AIM: Rewrite every row in full, beginning with the row that contains "Objective: a point on each instance of the green grass" and continuing through the last row below. Raise each x and y coordinate in the answer points by 60.

** begin **

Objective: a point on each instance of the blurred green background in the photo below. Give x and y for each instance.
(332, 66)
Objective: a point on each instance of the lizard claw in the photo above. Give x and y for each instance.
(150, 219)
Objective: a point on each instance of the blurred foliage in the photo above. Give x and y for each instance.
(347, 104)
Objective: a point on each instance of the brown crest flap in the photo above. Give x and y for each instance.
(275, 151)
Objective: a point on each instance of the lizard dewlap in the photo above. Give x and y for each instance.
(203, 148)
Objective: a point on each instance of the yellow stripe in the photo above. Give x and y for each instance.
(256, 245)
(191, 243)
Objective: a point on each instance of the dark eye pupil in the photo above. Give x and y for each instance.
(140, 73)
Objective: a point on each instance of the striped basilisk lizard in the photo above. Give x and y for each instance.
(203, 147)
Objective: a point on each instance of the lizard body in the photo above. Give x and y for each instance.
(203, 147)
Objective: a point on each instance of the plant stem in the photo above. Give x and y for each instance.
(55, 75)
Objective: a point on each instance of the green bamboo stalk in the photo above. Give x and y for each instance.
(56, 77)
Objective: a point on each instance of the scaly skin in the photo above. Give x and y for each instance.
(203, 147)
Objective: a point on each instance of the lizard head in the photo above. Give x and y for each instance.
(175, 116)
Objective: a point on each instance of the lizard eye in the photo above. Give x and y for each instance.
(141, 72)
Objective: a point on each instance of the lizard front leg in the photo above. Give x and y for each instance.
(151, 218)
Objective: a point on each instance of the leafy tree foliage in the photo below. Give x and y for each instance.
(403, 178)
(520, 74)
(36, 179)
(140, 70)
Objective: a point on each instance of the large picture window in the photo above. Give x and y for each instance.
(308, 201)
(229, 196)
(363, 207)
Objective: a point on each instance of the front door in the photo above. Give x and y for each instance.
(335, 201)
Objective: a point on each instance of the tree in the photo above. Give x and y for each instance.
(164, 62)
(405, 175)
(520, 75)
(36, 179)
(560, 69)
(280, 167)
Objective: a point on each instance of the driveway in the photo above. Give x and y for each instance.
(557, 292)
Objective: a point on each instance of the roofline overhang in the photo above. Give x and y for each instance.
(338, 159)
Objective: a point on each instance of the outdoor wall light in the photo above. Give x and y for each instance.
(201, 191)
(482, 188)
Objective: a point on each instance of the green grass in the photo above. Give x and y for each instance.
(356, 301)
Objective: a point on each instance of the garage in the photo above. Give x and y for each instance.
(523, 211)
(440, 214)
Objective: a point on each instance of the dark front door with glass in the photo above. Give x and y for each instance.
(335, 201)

** end **

TASK OUTPUT:
Objective: a point on each instance of the green grass in the photo above. Give x and y for each instance.
(416, 361)
Objective: a point on each instance of the garage in the photo above. Give x and y for each instance.
(583, 271)
(500, 274)
Objective: a point on each instance of the dark front door with glass in the photo above. Give x and y for each instance.
(395, 261)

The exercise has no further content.